◆ **WHAT THIS EXERCISE ASKS**:
**1)** In the forum thread about solving for 'a', what point does the original poster say the question asked about?
**2)** Continue the forum thread about solving for 'a' in the polynomial from where it stops.

◆ **GIVEN PASSAGE**:
━━━━━━
Question

How to solve for 'a' in this polynomial?
8= a(x+2)^4(x-3)^3
I missed 2 days in school because I was sick :/

Answer 1

ignore most of it, and try to visualize what the constant will be when you multiply all this junk out

Answer 2

Do I have to go (x+2)(x+2)(x+2)(x+2) and so on? or is there an easier way?

Answer 3

\[8= a(x+2)^4(x-3)^3 \]
\[8=\text{bunch of junk}+a\times 2^4\times (-3)^3\]

Answer 4

Why not divide both sides by \((x+2)^4(x-3)^3\)

Answer 5

oh wait, i am totally wrong
how in the world is that stuff equal to 8?

Answer 6

Then, see what \(x\) has to be at the roots \(3\) and \(-2\) to fill in any gaps.

Answer 7

ignore my answer, go with @wio

Answer 8

Seems like at the roots \(a\) would be undefined.

Answer 9

oh the original was suppose to be f(x)= (x+2)^4 (x-3)^3 - but the question was to find the point (-1, 8), so I figured i would just substitute 8

Answer 10

oooooh!!!

Answer 11

The point is either going to be on the function or not...

Answer 12

ok then you are TOLD \(x=-1\) so the equation is
\[8=a(-1+2)^2(-1-4)^3\]

Answer 13

ok confused again
is there an \(a\) in the problem, or not?
━━━━━━
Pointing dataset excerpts
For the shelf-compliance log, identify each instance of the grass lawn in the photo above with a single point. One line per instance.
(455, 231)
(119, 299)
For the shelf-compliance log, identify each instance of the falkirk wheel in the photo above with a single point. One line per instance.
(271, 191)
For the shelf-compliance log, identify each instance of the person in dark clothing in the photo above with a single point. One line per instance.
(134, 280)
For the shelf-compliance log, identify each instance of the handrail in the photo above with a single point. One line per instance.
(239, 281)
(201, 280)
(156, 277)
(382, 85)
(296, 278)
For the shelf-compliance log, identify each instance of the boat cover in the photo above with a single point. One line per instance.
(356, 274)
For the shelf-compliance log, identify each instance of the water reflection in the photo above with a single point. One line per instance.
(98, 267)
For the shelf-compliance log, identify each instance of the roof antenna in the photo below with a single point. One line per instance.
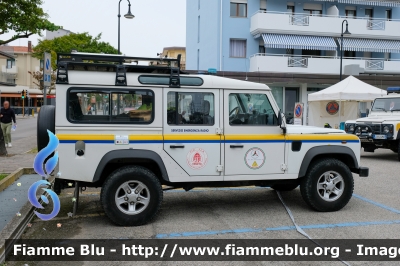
(245, 61)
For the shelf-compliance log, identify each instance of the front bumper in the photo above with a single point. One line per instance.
(361, 171)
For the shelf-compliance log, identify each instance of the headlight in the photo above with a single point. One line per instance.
(386, 129)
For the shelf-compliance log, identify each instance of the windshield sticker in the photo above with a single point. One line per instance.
(255, 158)
(197, 158)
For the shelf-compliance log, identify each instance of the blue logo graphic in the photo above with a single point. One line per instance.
(44, 170)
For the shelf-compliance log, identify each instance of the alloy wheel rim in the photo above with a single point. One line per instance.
(132, 197)
(330, 186)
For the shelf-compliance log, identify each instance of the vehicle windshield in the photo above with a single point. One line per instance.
(386, 104)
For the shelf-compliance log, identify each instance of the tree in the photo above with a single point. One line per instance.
(24, 17)
(38, 77)
(81, 42)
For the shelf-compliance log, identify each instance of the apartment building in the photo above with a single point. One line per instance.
(275, 37)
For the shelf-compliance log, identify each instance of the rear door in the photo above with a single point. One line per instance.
(254, 143)
(191, 121)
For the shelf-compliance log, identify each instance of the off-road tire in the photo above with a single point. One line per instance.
(45, 121)
(308, 185)
(122, 175)
(285, 187)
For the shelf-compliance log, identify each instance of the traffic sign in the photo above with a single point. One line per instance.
(47, 70)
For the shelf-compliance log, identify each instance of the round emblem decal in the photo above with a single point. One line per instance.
(255, 158)
(298, 111)
(197, 158)
(332, 108)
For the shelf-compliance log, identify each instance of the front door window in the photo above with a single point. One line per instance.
(291, 97)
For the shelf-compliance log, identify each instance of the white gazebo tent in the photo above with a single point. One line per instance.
(347, 94)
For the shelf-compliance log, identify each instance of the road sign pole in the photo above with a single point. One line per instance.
(46, 76)
(44, 95)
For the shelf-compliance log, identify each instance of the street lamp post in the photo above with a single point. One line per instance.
(128, 15)
(346, 33)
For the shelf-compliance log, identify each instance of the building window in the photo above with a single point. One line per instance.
(351, 13)
(238, 48)
(369, 12)
(191, 108)
(349, 54)
(10, 63)
(198, 29)
(263, 5)
(388, 14)
(238, 9)
(290, 9)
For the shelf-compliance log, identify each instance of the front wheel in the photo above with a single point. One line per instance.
(328, 185)
(131, 196)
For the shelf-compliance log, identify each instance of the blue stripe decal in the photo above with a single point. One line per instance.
(377, 204)
(281, 228)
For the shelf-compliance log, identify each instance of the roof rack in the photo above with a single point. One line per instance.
(120, 64)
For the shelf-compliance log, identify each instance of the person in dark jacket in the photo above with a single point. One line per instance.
(7, 116)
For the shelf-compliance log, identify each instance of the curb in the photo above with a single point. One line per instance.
(14, 229)
(11, 178)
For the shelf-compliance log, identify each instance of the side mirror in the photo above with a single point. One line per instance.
(280, 122)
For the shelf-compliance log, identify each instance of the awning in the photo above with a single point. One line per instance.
(389, 3)
(369, 45)
(299, 42)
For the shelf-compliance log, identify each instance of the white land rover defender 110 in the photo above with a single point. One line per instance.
(381, 129)
(136, 130)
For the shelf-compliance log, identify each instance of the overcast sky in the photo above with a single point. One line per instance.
(158, 23)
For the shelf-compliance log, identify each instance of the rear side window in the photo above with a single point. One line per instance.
(96, 106)
(190, 108)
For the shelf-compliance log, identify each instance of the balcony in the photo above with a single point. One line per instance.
(324, 65)
(324, 25)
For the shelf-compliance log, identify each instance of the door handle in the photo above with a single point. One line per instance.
(177, 146)
(236, 146)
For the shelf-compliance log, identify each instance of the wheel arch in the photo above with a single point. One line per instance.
(344, 154)
(118, 158)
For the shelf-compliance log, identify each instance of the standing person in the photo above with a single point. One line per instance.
(7, 116)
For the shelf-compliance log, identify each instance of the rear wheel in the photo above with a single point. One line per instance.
(327, 186)
(131, 196)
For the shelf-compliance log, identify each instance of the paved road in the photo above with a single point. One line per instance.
(235, 213)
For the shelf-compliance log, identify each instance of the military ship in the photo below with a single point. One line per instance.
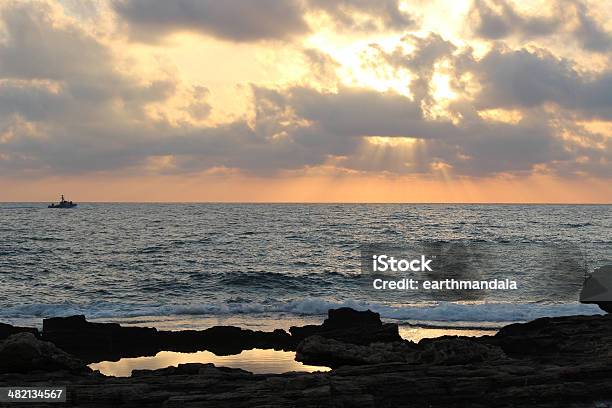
(62, 204)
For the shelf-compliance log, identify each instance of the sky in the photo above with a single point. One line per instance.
(306, 100)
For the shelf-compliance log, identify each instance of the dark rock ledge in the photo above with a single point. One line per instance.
(551, 362)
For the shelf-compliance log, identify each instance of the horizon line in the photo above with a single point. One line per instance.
(326, 202)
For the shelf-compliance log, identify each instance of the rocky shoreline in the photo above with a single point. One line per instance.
(549, 362)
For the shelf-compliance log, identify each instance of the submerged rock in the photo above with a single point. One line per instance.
(7, 330)
(350, 326)
(317, 350)
(23, 353)
(95, 342)
(553, 362)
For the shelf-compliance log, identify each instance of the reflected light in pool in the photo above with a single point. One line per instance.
(257, 361)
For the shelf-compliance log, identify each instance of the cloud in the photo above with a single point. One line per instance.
(522, 78)
(498, 19)
(234, 20)
(365, 15)
(248, 20)
(67, 107)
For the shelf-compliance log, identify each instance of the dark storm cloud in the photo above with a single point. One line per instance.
(254, 20)
(379, 14)
(498, 19)
(74, 112)
(590, 33)
(235, 20)
(525, 78)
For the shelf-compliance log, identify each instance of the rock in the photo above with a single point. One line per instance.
(99, 341)
(95, 342)
(23, 352)
(350, 326)
(7, 330)
(557, 340)
(224, 340)
(443, 372)
(453, 350)
(317, 350)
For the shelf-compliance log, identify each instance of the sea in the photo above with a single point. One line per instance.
(264, 266)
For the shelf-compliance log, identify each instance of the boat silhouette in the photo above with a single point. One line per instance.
(62, 204)
(597, 288)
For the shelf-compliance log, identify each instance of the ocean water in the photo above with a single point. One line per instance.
(191, 264)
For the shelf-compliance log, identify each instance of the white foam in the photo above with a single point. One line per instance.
(443, 312)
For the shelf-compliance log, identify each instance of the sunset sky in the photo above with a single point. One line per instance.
(306, 100)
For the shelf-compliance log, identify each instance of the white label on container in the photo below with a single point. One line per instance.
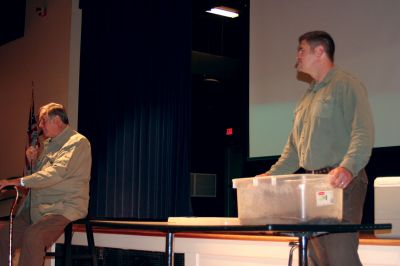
(324, 198)
(255, 181)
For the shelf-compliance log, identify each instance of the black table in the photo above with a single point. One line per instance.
(303, 231)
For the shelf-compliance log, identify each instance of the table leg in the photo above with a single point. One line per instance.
(169, 248)
(303, 259)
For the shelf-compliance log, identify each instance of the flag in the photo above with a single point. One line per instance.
(32, 134)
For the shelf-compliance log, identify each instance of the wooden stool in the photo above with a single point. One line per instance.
(67, 249)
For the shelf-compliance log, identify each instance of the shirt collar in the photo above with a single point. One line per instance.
(60, 138)
(328, 77)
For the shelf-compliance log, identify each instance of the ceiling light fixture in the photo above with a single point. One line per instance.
(224, 11)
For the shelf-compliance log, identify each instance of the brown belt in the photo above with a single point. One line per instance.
(325, 170)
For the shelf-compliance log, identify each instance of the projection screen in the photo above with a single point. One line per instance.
(367, 37)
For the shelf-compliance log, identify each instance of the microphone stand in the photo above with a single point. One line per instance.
(15, 203)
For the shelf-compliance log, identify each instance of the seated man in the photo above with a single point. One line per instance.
(59, 188)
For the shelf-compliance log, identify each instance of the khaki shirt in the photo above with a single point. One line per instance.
(332, 126)
(61, 183)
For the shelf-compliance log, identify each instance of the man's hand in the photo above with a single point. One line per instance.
(341, 177)
(32, 153)
(263, 174)
(13, 182)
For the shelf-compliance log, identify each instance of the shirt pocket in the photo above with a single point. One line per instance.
(323, 107)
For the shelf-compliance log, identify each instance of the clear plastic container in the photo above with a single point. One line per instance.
(288, 199)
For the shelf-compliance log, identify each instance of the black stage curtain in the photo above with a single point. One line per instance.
(134, 106)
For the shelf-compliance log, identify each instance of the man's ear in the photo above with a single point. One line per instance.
(58, 121)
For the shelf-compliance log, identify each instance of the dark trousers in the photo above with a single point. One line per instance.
(342, 249)
(32, 239)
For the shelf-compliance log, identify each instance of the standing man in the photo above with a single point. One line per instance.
(333, 133)
(59, 188)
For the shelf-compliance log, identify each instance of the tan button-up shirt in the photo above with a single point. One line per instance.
(332, 126)
(61, 183)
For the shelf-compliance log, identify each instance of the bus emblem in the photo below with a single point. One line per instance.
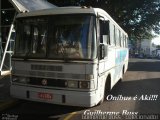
(44, 82)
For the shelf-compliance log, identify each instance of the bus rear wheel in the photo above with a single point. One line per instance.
(106, 90)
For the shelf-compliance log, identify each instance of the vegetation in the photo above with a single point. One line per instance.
(138, 17)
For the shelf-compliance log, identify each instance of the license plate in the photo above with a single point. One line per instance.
(46, 96)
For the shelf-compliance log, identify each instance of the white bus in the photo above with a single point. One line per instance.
(67, 55)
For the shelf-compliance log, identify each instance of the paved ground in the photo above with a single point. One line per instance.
(142, 80)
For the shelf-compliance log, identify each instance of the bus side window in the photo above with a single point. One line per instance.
(104, 32)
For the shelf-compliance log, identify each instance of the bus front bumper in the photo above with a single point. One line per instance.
(62, 97)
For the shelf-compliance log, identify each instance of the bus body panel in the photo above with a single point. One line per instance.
(71, 82)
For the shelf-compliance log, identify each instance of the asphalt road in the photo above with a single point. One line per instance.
(138, 93)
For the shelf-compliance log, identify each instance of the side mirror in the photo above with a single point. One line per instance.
(102, 51)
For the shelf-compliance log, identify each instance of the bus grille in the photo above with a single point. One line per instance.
(53, 75)
(47, 82)
(46, 68)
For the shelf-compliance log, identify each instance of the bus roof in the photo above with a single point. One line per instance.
(58, 10)
(70, 10)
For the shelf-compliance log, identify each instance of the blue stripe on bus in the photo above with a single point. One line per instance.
(121, 55)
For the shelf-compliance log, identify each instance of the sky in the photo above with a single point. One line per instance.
(156, 40)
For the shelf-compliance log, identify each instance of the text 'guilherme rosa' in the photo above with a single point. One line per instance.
(136, 97)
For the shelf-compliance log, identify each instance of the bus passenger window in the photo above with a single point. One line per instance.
(104, 32)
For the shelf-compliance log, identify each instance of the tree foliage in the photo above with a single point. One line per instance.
(137, 17)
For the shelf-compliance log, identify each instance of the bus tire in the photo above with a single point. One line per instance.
(106, 89)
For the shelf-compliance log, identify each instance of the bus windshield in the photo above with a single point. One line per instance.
(56, 37)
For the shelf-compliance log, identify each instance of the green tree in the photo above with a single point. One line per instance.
(138, 17)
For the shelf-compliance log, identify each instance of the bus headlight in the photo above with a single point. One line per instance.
(72, 84)
(84, 84)
(23, 80)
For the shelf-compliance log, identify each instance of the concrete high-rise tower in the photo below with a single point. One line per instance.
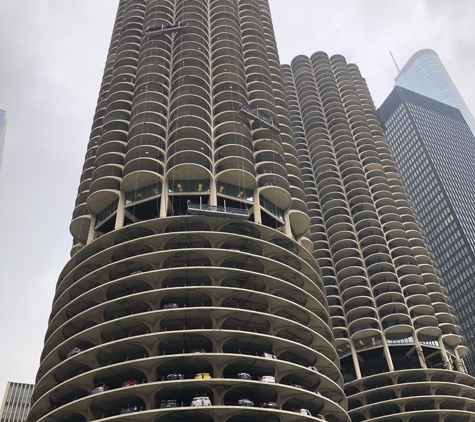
(425, 74)
(192, 293)
(399, 346)
(435, 151)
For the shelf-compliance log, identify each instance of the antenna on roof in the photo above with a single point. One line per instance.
(394, 60)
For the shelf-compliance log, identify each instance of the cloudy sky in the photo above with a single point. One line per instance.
(52, 54)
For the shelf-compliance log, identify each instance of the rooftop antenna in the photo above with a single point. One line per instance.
(394, 60)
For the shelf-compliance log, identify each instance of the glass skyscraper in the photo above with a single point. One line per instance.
(3, 128)
(16, 402)
(435, 152)
(425, 74)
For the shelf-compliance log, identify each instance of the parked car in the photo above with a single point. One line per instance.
(172, 377)
(99, 388)
(268, 355)
(304, 412)
(75, 351)
(129, 383)
(203, 375)
(130, 409)
(245, 402)
(244, 376)
(165, 404)
(201, 401)
(267, 378)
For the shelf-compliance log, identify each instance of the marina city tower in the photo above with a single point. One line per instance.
(213, 183)
(192, 293)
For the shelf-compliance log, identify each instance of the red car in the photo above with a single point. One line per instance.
(129, 383)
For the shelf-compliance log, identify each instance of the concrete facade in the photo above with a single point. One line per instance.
(399, 346)
(425, 74)
(230, 213)
(435, 152)
(190, 252)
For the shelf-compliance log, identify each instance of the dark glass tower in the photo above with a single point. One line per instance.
(435, 152)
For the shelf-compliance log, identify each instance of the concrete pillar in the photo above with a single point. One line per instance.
(119, 218)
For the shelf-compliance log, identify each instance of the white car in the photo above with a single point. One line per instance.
(201, 401)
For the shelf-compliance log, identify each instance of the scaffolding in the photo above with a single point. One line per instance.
(218, 211)
(164, 30)
(259, 117)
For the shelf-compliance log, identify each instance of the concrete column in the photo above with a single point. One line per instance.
(213, 194)
(355, 361)
(448, 364)
(287, 227)
(388, 354)
(119, 218)
(257, 208)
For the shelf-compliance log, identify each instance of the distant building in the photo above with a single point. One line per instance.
(435, 151)
(425, 74)
(16, 402)
(3, 127)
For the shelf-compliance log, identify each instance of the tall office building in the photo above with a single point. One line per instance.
(3, 128)
(16, 402)
(190, 294)
(425, 74)
(435, 152)
(400, 349)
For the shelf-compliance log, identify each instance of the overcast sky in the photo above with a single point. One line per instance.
(52, 54)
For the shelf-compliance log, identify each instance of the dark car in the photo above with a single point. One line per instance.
(129, 383)
(171, 377)
(244, 376)
(268, 355)
(165, 404)
(130, 409)
(99, 388)
(245, 402)
(75, 351)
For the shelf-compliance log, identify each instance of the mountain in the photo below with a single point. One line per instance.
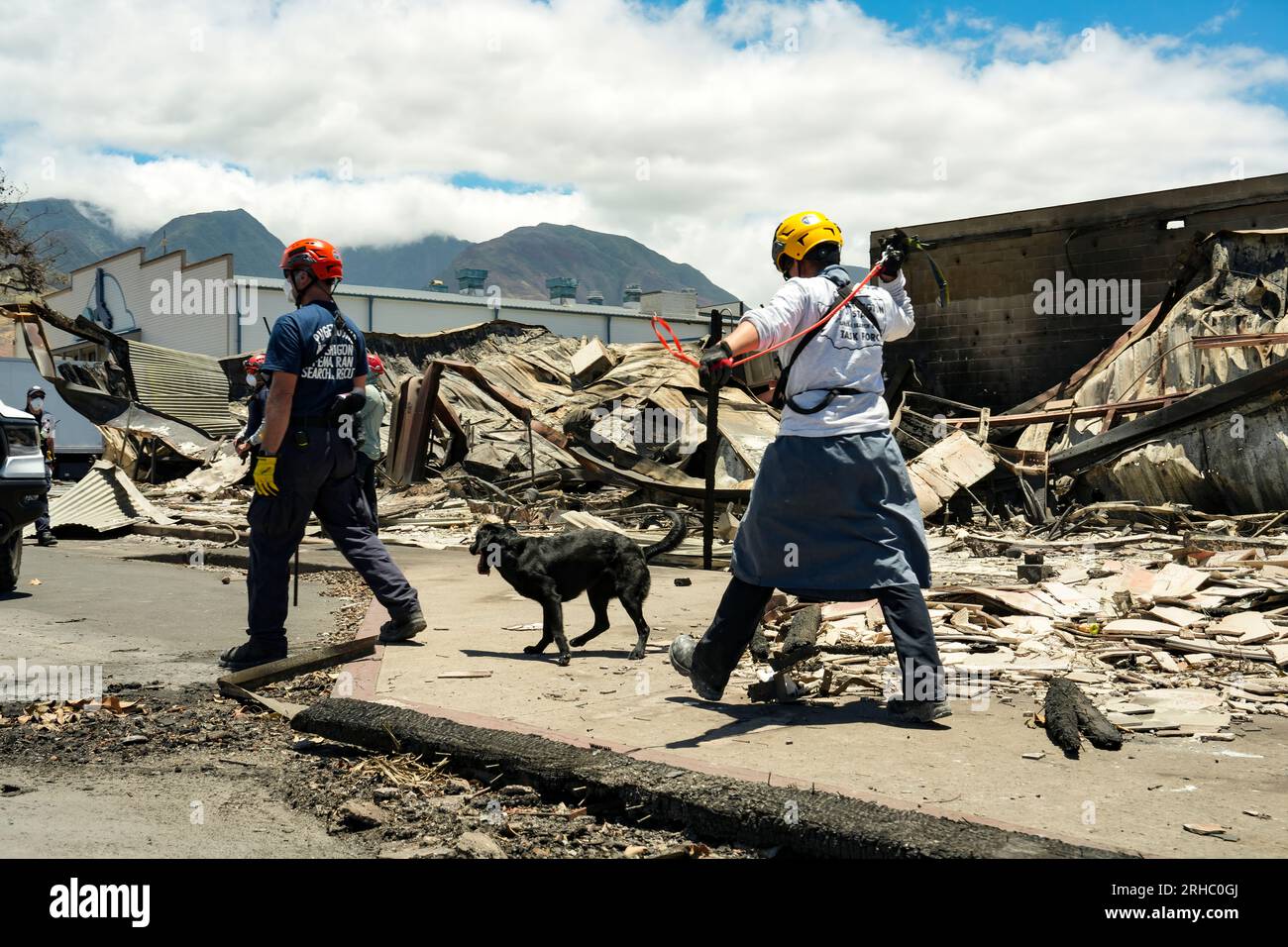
(77, 234)
(519, 262)
(407, 265)
(256, 250)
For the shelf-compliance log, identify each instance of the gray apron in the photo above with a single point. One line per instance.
(831, 518)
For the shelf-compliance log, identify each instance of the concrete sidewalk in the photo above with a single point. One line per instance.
(1133, 800)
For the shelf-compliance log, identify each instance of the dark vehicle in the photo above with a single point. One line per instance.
(22, 484)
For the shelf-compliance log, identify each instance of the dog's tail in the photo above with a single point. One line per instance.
(673, 538)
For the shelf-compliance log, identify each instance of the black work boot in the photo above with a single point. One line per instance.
(253, 654)
(404, 626)
(681, 655)
(918, 711)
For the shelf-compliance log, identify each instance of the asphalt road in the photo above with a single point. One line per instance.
(141, 621)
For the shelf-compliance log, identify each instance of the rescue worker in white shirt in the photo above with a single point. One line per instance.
(47, 424)
(832, 513)
(370, 419)
(256, 377)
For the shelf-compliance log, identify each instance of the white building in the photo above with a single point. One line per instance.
(204, 307)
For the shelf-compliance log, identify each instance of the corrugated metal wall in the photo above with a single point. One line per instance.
(189, 386)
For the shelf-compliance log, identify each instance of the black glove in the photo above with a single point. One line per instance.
(347, 403)
(894, 253)
(715, 367)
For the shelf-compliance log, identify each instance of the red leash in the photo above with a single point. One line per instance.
(679, 351)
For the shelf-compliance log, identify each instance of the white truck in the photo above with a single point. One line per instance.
(22, 487)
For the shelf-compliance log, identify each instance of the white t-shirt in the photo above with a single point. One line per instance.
(846, 354)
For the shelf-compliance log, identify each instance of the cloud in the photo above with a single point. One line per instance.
(690, 132)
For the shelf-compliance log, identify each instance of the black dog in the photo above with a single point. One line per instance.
(558, 569)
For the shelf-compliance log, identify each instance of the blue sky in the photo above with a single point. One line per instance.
(694, 129)
(1256, 22)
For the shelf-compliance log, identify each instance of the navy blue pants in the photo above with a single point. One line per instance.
(903, 605)
(317, 478)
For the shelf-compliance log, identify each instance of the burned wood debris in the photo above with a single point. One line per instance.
(1122, 532)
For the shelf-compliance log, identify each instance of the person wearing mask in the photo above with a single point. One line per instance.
(46, 425)
(305, 460)
(256, 377)
(370, 419)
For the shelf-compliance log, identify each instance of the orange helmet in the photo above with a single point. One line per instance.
(314, 256)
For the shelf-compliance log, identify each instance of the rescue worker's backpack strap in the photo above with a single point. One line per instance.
(326, 347)
(841, 278)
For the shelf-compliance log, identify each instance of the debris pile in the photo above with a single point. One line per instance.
(1173, 639)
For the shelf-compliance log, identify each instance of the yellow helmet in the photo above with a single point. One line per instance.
(800, 234)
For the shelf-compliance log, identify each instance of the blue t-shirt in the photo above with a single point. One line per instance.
(294, 346)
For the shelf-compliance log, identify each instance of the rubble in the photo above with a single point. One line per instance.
(1111, 534)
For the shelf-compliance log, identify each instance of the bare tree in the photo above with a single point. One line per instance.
(25, 262)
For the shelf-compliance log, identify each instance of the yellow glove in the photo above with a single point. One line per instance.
(266, 474)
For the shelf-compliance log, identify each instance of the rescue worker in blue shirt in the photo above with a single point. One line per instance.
(305, 460)
(832, 514)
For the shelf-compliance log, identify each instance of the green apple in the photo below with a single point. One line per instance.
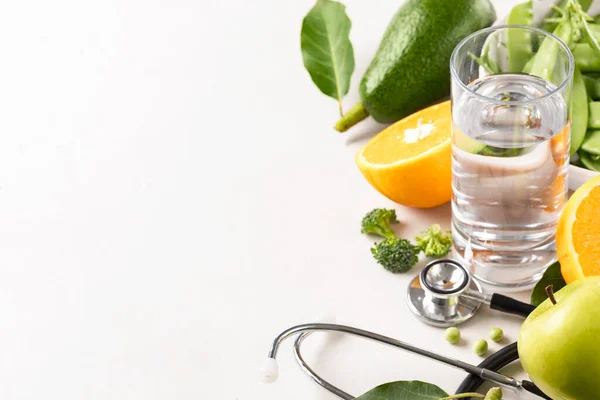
(559, 344)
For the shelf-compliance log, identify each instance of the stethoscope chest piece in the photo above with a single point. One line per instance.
(435, 295)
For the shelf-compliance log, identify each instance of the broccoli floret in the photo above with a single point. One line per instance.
(395, 254)
(377, 222)
(434, 242)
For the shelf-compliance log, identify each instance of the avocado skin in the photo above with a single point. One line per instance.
(411, 68)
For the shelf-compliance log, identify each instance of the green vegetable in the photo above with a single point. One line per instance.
(377, 222)
(594, 116)
(542, 64)
(553, 277)
(589, 161)
(591, 144)
(494, 394)
(518, 41)
(592, 85)
(395, 254)
(496, 334)
(452, 335)
(410, 69)
(326, 49)
(408, 390)
(579, 107)
(434, 242)
(550, 26)
(480, 347)
(586, 58)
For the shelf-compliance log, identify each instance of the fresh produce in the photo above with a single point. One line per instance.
(434, 242)
(494, 394)
(592, 85)
(591, 144)
(410, 162)
(578, 235)
(496, 334)
(452, 335)
(518, 42)
(573, 26)
(558, 343)
(580, 111)
(417, 390)
(591, 162)
(552, 276)
(326, 48)
(480, 347)
(395, 254)
(410, 69)
(377, 222)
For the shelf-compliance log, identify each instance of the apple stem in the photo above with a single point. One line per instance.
(550, 292)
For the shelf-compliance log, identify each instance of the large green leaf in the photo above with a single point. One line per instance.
(326, 48)
(404, 390)
(553, 277)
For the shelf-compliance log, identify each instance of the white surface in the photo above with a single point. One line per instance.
(167, 171)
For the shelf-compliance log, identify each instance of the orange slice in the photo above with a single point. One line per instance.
(410, 161)
(578, 233)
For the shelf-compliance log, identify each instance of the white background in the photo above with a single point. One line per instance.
(172, 195)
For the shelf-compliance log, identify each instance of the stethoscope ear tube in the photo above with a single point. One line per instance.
(495, 362)
(509, 305)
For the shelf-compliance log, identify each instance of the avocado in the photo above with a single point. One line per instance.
(411, 68)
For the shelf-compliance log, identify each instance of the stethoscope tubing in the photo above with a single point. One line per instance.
(303, 331)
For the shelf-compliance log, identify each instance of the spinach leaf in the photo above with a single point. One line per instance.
(405, 390)
(553, 277)
(326, 49)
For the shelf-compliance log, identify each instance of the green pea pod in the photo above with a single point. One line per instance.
(542, 64)
(592, 85)
(591, 143)
(579, 111)
(589, 162)
(586, 58)
(550, 26)
(594, 115)
(518, 41)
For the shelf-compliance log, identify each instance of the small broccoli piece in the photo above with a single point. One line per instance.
(434, 242)
(395, 254)
(377, 222)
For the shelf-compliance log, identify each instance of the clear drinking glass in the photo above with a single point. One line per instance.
(510, 151)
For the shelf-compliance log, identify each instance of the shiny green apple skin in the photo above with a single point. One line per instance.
(559, 344)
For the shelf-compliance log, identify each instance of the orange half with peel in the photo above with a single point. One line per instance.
(578, 233)
(410, 161)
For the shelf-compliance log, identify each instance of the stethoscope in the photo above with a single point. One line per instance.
(443, 294)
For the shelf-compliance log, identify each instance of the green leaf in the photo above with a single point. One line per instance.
(553, 277)
(404, 390)
(326, 49)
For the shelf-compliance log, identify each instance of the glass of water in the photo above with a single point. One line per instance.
(510, 151)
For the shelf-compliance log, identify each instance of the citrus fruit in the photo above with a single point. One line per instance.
(578, 233)
(410, 161)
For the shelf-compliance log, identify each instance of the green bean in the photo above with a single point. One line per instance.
(545, 59)
(452, 335)
(588, 161)
(586, 58)
(579, 107)
(496, 334)
(480, 347)
(591, 143)
(550, 26)
(592, 85)
(518, 41)
(594, 116)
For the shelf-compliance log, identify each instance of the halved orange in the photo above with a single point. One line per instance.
(410, 161)
(578, 233)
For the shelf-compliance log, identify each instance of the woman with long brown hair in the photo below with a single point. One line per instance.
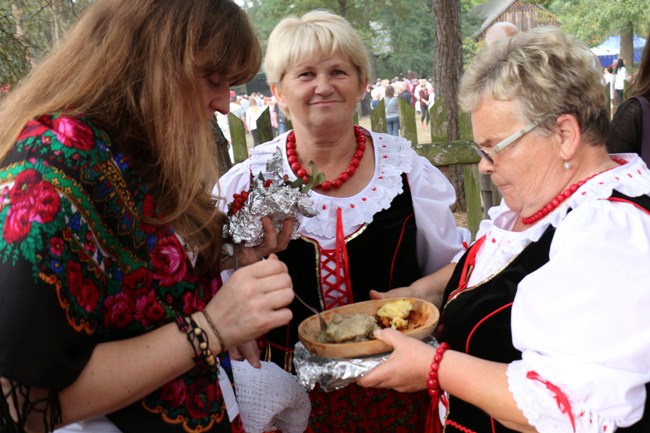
━━━━━━
◆ **TASK RESPONSES**:
**1)** The point (-1, 8).

**2)**
Answer 14

lol uhmmm I'll write the whole equation :P, I was just doing it liek in my notes XD. "Write the equation for a polynomial where a zero at -2 has a multiplicity of 4 and a zero at +3 has a multiplicity of 3 and the graph passes through the point (-1, 8)"

Answer 15

if \[f(x)= (x+2)^4 (x-3)^3 \]
\[f(-1)=(-1+2)^4(-1-4)^3=-5^3=-125\] which is not \(8\)

Answer 16

ok back to square one
you were right to have the \(a\) there

Answer 17

\[f(x)= a(x+2)^4 (x-3)^3\] is correct

Answer 18

oh ok :)

Answer 19

then set \[f(-1)=a(-1+2)^4(-1-3)^4=-64a=8\]

Answer 20

solve for \(a\) and you are done

Answer 21

clear more or less?

Answer 22

ohh right I forgot you could substiture the negative 1 for X, now uhmmm how did you get the -64a?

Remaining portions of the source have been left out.